→ **Supplied passage**:
The present embodiments relate to medical imaging of three-dimensional (3D) scans. Data representing a volume is rendered for visualization. Due to the many different scan settings and patient variability, renderings for different patients or at different times appear different.
To reduce variability, most existing medical rendering provides a set of static visualization presets for specific workflows or diagnostic contexts. Even with static presets, the rendering may require manual adjustment and may not provide consistent rendered results. Patient and scanner variability may also continue to contribute to inconsistency. Semi-automatic machine learning approaches have been used to provide transfer function design in traditional volume rendering (e.g., ray casting or alpha blending), but may still not sufficiently reduce variability.
Variability is particularly troublesome for physically-based volume rendering, which relies on the physical simulation of light propagation (e.g., unbiased path tracing). Physically-based visualization techniques produce global illumination effects in computer-generated graphics that mimic the real-world interaction of light with various 3D objects or tissues. This results in physically plausible images that are often easier for the human brain to interpret when compared to the more analytical images from traditional rendering. These physically-based visualization techniques are more sensitive to changes in the classification or the interpretation of the underlying medical data. As a result, small changes to the rendering parameters may have a more pronounced impact on the perception and interpretation of 3D structures in the final image as compared to the traditional volume rendering techniques. Obtaining very high quality reproducible images with diagnostic significance is then partially at the user's discretion. While existing techniques for providing visualization presets may help, the resulting rendered images may not have consistent quantitative properties (color, hue, reflectance, etc.) across datasets. Physically-based rendering also takes longer to generate a rendered image, so alteration to reduce variability is time consuming.

→ **Supplied entries**:
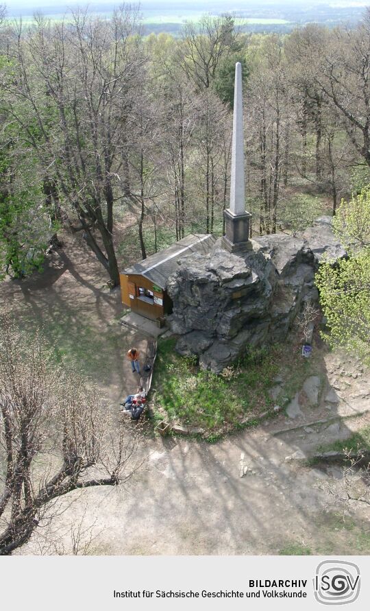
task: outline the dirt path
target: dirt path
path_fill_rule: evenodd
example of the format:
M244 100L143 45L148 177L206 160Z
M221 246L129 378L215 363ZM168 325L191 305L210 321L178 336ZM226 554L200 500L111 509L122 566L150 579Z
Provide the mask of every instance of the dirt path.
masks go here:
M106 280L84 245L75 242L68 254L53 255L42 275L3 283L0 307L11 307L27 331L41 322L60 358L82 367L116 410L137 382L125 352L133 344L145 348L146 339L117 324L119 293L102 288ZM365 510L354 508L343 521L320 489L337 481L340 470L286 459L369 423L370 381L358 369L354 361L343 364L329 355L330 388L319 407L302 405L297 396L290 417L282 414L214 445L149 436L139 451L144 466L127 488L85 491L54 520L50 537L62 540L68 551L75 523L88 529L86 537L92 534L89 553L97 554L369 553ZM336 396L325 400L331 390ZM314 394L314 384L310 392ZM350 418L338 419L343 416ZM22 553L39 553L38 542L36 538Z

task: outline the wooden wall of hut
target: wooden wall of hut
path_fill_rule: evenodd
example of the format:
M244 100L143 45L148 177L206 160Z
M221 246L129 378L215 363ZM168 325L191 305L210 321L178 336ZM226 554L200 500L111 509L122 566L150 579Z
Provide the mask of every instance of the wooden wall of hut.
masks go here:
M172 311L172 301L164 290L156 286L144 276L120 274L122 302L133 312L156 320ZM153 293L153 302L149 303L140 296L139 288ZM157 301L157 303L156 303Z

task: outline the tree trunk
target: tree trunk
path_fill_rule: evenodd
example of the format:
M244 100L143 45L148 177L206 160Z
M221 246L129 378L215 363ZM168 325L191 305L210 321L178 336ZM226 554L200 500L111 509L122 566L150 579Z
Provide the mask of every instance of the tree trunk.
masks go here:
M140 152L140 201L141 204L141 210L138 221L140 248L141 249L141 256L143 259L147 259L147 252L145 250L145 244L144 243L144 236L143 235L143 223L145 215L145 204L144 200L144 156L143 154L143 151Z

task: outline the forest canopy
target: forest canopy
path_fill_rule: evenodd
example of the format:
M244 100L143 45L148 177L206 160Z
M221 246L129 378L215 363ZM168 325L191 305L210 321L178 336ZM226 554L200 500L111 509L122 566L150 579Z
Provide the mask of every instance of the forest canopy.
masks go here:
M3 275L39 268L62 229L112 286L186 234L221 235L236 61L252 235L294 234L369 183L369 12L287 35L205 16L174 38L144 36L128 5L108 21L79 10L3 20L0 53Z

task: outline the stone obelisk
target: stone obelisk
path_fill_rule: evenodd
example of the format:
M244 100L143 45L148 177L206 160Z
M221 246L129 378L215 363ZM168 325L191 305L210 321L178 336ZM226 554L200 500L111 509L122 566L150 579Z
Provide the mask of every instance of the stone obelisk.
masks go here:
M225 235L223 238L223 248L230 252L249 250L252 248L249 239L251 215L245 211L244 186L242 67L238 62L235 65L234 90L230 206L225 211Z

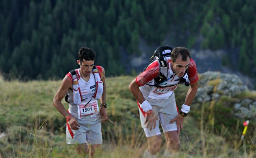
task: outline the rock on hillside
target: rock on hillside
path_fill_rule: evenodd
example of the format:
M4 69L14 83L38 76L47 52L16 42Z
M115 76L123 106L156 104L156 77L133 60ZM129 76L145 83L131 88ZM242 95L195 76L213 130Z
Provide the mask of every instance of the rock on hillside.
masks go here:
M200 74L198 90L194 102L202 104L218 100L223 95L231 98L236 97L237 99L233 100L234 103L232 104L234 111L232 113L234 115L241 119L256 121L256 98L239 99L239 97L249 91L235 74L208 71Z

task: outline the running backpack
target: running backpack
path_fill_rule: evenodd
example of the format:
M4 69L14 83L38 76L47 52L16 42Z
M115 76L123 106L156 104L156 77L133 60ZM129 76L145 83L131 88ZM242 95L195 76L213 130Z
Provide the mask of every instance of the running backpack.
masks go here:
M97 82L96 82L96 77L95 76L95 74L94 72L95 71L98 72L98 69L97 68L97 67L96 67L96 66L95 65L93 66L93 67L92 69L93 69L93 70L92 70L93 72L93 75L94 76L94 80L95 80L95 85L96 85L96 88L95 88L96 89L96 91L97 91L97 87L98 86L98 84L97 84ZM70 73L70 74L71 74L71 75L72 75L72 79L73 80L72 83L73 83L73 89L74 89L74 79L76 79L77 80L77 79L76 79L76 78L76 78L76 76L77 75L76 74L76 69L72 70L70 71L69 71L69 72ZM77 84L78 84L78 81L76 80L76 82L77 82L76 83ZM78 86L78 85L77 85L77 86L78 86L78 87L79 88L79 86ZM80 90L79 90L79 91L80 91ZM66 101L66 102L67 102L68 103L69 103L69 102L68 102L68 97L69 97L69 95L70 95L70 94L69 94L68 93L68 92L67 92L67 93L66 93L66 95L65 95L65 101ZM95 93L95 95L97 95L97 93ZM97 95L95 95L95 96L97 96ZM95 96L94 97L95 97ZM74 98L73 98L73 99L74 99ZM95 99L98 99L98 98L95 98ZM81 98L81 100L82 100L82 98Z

→ **Assignment**:
List every rendering technique that the passage on medical volume rendering gives as an example in parentheses beginning with "e.g."

→ **Response for this exercise**:
Ray casting, alpha blending, unbiased path tracing